- _TASK OBJECTIVE_:
Please output the records below in full, exactly as given, but without the images.

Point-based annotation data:
(begin)

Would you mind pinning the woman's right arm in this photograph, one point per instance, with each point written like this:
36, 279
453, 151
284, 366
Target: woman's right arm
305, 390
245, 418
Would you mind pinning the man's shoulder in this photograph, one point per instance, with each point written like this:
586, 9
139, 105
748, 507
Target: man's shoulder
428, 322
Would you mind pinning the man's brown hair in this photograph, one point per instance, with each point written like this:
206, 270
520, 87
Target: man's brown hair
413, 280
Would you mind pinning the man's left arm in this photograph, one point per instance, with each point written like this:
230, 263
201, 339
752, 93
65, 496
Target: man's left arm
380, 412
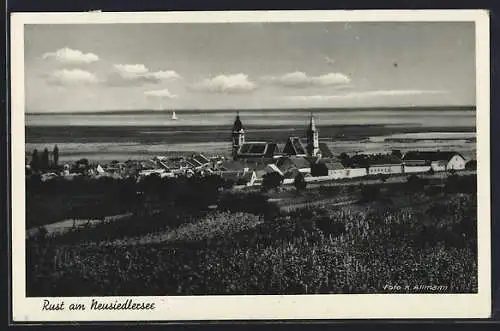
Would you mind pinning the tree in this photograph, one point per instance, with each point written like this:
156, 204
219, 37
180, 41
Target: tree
55, 154
300, 182
35, 162
45, 159
271, 180
345, 160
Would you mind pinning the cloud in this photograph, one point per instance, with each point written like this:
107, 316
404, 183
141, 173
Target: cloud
300, 79
165, 93
329, 60
132, 74
364, 94
231, 84
71, 56
72, 77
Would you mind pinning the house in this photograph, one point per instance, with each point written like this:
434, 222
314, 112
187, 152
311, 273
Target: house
201, 159
471, 165
239, 178
384, 164
287, 163
436, 160
257, 149
335, 168
294, 147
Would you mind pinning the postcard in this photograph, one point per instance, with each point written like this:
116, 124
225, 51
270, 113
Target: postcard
259, 165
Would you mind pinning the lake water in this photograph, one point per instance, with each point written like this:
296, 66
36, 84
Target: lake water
144, 134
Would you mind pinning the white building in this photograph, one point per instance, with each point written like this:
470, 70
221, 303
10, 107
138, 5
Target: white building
416, 161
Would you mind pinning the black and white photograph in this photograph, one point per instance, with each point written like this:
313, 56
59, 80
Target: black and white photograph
251, 158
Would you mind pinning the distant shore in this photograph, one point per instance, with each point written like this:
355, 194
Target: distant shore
301, 110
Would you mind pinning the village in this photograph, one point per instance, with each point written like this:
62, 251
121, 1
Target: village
250, 161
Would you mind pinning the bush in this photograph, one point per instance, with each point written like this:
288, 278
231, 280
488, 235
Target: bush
370, 193
300, 182
271, 180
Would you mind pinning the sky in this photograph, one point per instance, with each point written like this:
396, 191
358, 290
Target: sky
104, 67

(end)

- _THE RESULT_:
Would you mind pinning the woman's right arm in this photograph, one point per instance, with each point written like this:
36, 279
453, 151
284, 366
Target: woman's right arm
305, 390
245, 418
Would you mind pinning the man's shoulder in this photograph, one point per instance, with each point written like this:
586, 9
139, 105
748, 507
Target: man's shoulder
428, 322
Would you mind pinning the man's brown hair in this photograph, one point per instance, with each point written like this:
206, 270
520, 87
Target: man's brown hair
413, 280
Would you mind pinning the man's left arm in this photograph, one point per instance, with each point written like this:
230, 263
201, 339
752, 93
65, 496
Target: man's left arm
380, 412
Would you mind pinning the tree in this photograph, one point per instance, with each point written like this:
156, 204
219, 37
180, 41
Target: tree
55, 154
300, 182
35, 162
45, 159
271, 180
345, 160
Would you mind pinning the cloud in this photograph, one point per instance, with each point written like this:
107, 316
404, 183
141, 173
Target: cloud
300, 79
165, 93
329, 60
132, 74
364, 94
231, 84
71, 56
72, 77
Would you mind pinning the house in this photograph, one point per instance, with each point written like this:
434, 222
314, 112
187, 152
311, 273
Target: house
201, 159
471, 165
239, 178
384, 164
287, 163
436, 160
257, 149
335, 168
294, 147
Would you mind pinning the postcard in this photograph, one point per instance, with each point written like this:
116, 124
225, 51
270, 113
Target: postcard
259, 165
Would you mind pinning the lake water in this photograph, one point per instance, with each point written like this:
296, 66
36, 84
Target: lake water
144, 134
Would you mind pinning the white building in this photograph, one point per instance, with each point written like this:
470, 70
221, 303
10, 107
138, 5
Target: white building
416, 161
Would you mind pinning the black and white photograph in this photograph, one point per instance, with each point written like this:
313, 56
59, 80
Target: black and white photograph
251, 158
Would you mind pinning the distant shore in this photograph, one point per instance, with each point written like this:
355, 194
Target: distant shore
301, 110
Would you mind pinning the village in this photograph, one point per instance, with each point written like this:
62, 251
121, 1
Target: village
250, 161
Would you mind pinning the bush in this photograph, one point per instance, with each point written like this:
288, 278
231, 280
488, 235
Target: bush
370, 193
300, 182
271, 180
Would you mind pinning the sky in this photograph, one point per instance, with each point written like this:
396, 191
358, 290
Target: sky
104, 67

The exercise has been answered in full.